──────── Data listing ────────

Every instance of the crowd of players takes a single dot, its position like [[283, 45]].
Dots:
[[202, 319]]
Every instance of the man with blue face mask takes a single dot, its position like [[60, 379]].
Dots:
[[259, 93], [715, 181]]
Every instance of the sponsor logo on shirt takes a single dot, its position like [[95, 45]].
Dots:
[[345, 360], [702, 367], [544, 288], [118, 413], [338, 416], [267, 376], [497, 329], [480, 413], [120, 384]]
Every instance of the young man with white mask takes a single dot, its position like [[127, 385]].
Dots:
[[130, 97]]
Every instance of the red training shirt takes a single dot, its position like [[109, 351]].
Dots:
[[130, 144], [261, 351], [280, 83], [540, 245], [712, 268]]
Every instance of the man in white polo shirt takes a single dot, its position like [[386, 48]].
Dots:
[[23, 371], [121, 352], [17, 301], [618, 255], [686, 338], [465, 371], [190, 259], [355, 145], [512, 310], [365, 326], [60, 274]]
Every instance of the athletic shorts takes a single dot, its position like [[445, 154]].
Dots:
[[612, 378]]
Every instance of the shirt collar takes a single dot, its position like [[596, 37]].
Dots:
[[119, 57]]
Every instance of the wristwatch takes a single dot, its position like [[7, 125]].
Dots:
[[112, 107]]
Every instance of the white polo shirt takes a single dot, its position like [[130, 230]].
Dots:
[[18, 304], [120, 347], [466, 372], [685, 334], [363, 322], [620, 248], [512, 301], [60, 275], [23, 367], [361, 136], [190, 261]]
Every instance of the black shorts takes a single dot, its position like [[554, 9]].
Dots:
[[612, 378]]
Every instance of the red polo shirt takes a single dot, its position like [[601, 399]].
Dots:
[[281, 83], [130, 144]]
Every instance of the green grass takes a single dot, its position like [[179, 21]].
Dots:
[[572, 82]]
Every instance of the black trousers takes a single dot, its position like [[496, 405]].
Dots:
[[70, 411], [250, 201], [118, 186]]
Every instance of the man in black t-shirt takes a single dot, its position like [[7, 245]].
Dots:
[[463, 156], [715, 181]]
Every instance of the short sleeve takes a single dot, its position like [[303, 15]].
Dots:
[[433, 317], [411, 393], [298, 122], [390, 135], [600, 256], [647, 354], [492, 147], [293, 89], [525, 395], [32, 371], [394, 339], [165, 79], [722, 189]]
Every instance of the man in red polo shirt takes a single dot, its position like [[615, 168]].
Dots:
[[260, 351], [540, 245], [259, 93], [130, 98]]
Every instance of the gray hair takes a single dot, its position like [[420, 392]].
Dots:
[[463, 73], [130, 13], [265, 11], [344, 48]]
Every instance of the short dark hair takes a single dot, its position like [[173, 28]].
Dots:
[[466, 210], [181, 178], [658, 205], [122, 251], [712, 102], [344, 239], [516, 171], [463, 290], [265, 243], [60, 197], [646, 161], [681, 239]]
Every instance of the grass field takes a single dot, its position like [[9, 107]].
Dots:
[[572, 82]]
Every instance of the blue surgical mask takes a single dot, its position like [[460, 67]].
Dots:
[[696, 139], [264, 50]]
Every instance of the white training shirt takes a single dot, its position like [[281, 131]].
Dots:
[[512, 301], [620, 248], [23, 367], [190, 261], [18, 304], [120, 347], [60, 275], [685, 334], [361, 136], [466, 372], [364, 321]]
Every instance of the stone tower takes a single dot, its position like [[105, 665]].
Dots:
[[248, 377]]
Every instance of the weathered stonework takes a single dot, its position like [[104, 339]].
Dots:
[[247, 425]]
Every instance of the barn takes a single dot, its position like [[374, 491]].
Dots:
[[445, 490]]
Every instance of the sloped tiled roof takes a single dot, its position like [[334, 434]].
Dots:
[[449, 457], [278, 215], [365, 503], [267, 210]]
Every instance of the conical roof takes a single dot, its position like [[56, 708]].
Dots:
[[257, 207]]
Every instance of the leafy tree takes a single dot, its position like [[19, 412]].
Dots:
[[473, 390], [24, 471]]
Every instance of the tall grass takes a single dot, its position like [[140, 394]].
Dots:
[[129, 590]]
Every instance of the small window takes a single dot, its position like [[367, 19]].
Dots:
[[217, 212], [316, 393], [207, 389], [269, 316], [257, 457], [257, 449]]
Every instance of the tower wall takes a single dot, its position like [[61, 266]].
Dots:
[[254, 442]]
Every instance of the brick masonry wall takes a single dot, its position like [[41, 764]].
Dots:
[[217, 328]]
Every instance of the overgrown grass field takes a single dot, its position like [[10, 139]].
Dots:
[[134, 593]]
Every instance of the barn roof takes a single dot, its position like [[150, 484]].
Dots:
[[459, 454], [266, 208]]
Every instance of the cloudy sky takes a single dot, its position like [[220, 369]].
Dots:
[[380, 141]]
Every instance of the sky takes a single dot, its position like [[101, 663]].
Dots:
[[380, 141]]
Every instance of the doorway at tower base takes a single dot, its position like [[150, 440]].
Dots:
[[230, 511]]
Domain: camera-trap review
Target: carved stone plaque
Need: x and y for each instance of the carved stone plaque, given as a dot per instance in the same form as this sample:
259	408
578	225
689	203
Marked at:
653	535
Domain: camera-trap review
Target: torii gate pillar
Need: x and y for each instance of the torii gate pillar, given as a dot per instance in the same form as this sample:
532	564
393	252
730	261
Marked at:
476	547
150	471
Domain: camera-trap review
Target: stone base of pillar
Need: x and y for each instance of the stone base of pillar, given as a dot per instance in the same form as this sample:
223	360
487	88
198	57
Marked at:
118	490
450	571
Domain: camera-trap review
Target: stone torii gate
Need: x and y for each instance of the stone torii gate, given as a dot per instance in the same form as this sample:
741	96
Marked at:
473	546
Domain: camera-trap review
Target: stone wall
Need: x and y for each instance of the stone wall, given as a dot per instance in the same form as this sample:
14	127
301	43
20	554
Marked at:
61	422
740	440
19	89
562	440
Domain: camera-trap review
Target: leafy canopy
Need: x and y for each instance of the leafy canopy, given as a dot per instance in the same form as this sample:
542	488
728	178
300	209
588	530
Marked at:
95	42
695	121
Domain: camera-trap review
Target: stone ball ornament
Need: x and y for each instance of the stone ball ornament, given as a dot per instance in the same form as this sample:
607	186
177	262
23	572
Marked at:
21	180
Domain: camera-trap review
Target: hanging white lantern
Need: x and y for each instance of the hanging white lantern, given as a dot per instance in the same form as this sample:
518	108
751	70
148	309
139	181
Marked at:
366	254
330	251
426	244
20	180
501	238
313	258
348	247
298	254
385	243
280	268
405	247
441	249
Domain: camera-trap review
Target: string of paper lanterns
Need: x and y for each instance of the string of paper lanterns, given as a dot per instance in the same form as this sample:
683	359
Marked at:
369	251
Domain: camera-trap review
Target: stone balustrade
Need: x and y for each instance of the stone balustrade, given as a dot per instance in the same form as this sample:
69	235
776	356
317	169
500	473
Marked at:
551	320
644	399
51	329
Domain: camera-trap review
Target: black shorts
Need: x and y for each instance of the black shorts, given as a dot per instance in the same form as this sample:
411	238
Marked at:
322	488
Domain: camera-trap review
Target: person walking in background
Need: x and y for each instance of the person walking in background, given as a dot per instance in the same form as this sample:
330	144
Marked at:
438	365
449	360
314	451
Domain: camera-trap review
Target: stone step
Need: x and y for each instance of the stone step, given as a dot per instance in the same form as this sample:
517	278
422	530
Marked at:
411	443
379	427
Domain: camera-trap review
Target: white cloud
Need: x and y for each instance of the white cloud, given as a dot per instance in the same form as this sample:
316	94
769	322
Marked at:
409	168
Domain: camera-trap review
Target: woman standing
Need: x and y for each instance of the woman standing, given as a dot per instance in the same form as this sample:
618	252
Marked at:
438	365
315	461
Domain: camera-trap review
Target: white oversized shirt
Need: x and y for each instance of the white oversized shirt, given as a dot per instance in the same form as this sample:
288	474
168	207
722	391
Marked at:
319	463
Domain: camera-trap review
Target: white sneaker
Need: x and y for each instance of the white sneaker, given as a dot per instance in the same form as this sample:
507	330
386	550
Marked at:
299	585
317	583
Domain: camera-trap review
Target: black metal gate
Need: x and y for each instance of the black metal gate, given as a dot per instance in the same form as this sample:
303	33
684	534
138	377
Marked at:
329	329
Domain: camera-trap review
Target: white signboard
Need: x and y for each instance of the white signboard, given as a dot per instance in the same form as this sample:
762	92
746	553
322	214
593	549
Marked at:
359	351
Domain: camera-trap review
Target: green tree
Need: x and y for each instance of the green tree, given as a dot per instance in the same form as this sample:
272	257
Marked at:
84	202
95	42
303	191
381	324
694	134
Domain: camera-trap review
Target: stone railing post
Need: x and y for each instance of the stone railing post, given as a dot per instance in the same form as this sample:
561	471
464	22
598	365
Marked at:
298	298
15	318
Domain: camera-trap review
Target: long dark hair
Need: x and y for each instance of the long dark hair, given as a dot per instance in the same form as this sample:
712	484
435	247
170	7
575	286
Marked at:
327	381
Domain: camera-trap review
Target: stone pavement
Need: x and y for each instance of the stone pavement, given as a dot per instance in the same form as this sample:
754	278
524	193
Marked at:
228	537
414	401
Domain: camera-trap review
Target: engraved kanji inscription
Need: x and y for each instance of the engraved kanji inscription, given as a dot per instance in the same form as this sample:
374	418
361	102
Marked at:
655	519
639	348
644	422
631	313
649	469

────────

Output the lines between the line containing "Every instance of the black trousers" and the line containing "[[463, 156], [715, 181]]", inclusive, reproducing them without any change.

Every instance of the black trousers takes a single dot, its position like [[496, 405]].
Dots:
[[70, 411], [250, 201], [118, 186]]
Every instance of the man in black t-shirt takes a single dot, its position like [[7, 245]].
Dots:
[[463, 156], [715, 181]]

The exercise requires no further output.